YOUR INSTRUCTIONS - In the entries that follow, the lines from the one with "point_to(query) locates a point on each instance of the wispy" through the one with "point_to(query) locates a point on each instance of the dry" are the ones to write out, exactly and with both ends included. Nothing else should appear.

INPUT DATA -

········

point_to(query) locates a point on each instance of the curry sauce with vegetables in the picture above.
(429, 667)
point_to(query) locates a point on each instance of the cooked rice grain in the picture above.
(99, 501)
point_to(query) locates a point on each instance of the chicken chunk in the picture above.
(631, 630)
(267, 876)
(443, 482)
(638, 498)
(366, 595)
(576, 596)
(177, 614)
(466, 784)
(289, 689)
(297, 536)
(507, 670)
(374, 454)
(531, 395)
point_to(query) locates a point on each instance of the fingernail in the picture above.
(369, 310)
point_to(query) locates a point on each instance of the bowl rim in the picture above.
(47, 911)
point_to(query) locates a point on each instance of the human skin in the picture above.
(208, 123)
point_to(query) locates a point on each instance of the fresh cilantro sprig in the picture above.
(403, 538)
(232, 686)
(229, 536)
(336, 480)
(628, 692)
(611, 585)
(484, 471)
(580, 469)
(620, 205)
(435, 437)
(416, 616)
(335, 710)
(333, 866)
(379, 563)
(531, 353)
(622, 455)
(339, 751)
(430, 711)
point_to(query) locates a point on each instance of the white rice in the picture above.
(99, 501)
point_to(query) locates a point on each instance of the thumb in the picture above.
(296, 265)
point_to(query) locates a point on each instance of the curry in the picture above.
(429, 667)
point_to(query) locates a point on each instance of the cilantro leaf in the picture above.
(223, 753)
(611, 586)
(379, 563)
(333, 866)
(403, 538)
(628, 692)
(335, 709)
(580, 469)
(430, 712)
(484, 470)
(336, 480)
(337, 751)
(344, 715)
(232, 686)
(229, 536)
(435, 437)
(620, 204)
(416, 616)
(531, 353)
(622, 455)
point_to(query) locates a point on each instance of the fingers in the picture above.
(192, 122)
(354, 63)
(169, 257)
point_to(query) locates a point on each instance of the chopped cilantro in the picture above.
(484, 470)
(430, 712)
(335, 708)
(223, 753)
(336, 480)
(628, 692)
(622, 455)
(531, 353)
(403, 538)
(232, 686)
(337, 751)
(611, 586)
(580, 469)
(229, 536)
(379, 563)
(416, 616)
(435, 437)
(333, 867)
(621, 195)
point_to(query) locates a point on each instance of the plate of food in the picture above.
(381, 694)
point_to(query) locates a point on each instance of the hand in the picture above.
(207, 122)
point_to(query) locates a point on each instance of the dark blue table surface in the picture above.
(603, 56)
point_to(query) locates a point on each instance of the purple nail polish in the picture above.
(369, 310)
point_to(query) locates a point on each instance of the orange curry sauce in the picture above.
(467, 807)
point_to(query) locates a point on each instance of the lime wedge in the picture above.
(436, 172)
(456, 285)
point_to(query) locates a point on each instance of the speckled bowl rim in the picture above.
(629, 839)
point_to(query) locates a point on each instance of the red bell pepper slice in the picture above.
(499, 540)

········

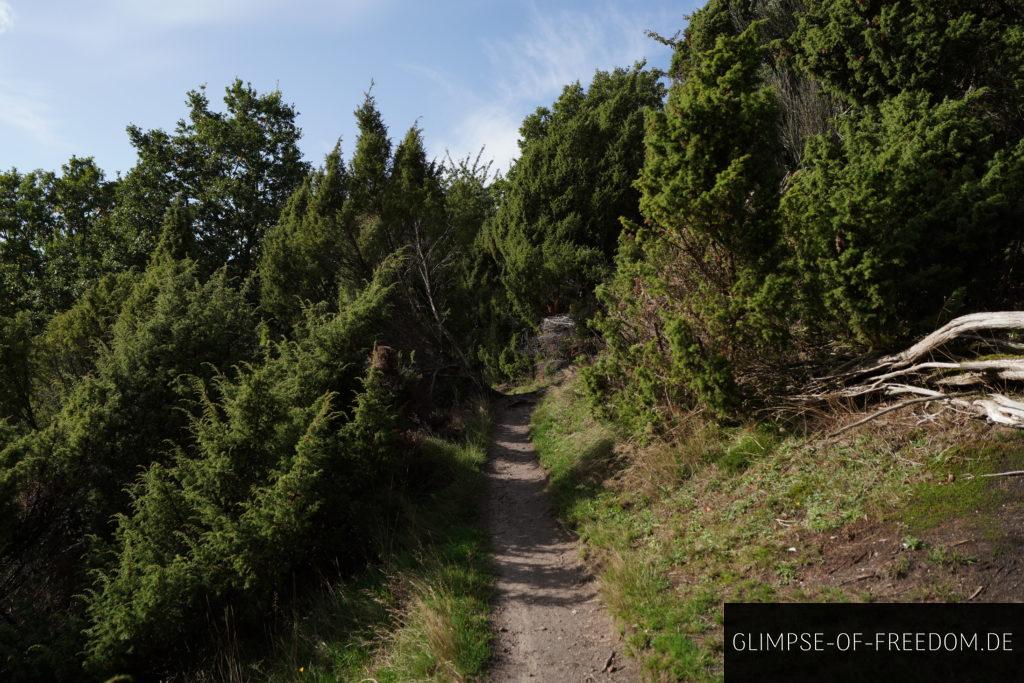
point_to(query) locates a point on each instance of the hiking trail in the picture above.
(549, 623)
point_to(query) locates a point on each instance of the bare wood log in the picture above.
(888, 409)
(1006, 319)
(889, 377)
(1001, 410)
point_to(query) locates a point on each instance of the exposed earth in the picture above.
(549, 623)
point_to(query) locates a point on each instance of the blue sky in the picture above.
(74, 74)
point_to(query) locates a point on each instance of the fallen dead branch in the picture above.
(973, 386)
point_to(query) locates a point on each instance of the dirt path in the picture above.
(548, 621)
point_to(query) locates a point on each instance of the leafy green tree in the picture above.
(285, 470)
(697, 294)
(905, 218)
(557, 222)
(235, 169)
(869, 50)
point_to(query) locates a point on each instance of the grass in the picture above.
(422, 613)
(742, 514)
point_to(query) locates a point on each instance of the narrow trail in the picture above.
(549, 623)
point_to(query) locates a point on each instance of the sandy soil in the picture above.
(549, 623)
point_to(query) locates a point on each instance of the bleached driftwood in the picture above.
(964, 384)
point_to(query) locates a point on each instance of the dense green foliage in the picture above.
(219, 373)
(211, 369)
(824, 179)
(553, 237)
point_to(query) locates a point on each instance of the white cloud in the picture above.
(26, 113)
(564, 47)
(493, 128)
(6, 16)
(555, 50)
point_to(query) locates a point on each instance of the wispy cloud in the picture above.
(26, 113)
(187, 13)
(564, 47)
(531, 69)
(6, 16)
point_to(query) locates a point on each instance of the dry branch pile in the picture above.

········

SOLVED PROBLEM -
point_to(query) locates a point on each instance of the wispy cloud in the picture above.
(26, 113)
(187, 13)
(564, 47)
(531, 69)
(6, 16)
point_to(query) locates a point on each instance of the dry branch pile in the picture above.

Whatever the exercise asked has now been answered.